PASSAGE SHOWN:
"""
Discussion For Homework2

Question: In the first question in the assignment, shouldn't it be

(1)
\begin{align} N(t) = X(t) \cos(2\pi f_c t) - Y(t) \sin(2 \pi f_c t) \end{align}

instead of what's given as both X(t) and Y(t) are the I and Q components??

Comment[Student]: Yes, I believe this is a typo. Problem one of Homework 2 is just problem 4.3 from the 4th ed. of the text. In problem 4.3 it referes to eqn. 4.1-38 which is what you have posted above. However this statement is rather transparent in the working out of the problem as you never have to directly deal with N(t). Just solve the problem on the basis that N(t) is a zero-mean, stationary, narrowband process with autocorrelation of the equivalent low-pass process, Z(t), as defined in the problem.


Question: In problem 4, what does "down convert" mean exactly?

Comment[Student] : In Question 4, 'down convert' refers to the passband-to-baseband conversion of the Signal Waveform.

Answer[Krishna]: That is correct. It is called down convert because it brings the frequency "down" from passband to baseband

Question: The down conversion from the passband to the baseband … does it mean to just multiply the passband by exp(jwt) or take the real part of the previous product?
"""
TASKS AND EXERCISES:
a. In the homework discussion thread, repeat word for word everything from "Question: In the" down to "and Q components??".
b. Answer these questions using the homework discussion thread:
(i) Which problem from the 4th edition of the text is the same as Problem one of Homework 2?
(ii) Which equation does that problem refer to?
(iii) According to Krishna, why is it called "down convert"?

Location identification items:
"""
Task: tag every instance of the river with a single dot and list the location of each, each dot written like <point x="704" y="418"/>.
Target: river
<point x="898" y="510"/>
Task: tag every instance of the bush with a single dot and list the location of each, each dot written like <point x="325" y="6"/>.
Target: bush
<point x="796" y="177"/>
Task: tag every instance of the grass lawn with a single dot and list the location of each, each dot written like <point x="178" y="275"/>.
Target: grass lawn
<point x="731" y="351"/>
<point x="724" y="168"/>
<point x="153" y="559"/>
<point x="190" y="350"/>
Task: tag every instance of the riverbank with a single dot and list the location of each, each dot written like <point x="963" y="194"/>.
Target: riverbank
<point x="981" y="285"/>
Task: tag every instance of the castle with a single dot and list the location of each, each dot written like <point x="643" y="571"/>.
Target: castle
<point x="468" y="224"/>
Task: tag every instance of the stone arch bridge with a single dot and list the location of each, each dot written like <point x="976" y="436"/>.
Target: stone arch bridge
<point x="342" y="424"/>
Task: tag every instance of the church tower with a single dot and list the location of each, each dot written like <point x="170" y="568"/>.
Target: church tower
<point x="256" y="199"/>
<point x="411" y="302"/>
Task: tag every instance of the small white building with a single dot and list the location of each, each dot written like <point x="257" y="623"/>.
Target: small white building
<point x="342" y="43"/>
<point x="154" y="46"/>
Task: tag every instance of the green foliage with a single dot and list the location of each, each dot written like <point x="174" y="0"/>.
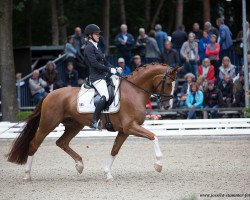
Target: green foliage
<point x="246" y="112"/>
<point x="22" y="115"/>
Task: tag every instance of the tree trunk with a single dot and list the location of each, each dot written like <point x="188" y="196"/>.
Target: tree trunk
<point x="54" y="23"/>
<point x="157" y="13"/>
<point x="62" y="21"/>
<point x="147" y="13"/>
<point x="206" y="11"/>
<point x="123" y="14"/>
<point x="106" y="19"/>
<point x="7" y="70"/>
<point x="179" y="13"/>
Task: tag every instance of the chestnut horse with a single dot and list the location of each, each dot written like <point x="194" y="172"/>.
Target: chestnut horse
"""
"""
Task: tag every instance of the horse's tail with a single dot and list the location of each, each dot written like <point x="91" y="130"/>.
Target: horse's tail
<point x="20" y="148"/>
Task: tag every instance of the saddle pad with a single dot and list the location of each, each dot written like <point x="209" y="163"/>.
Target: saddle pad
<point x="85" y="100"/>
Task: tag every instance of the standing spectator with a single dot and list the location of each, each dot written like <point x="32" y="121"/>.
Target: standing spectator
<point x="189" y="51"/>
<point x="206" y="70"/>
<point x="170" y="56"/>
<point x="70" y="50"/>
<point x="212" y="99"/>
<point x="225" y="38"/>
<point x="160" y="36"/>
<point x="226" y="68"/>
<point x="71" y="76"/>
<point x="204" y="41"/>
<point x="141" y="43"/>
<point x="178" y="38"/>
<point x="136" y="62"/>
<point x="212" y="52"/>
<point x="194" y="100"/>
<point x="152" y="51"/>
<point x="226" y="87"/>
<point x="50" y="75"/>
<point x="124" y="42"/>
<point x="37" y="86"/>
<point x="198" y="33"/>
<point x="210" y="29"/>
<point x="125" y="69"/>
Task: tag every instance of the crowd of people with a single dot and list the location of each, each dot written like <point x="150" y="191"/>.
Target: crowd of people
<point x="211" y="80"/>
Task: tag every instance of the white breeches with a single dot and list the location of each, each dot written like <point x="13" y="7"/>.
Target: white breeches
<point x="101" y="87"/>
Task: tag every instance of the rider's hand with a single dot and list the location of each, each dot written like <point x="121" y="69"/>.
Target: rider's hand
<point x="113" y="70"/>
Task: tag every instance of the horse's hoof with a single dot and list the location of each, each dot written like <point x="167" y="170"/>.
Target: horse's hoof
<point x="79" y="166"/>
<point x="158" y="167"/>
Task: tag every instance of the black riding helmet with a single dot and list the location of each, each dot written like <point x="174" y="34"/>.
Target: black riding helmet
"""
EXERCISE ANSWERS:
a.
Question: In the first question in the assignment, shouldn't it be

(1)
\begin{align} N(t) = X(t) \cos(2\pi f_c t) - Y(t) \sin(2 \pi f_c t) \end{align}

instead of what's given as both X(t) and Y(t) are the I and Q components??

b.
(i) Problem 4.3.
(ii) Eqn. 4.1-38.
(iii) Because it brings the frequency "down" from passband to baseband.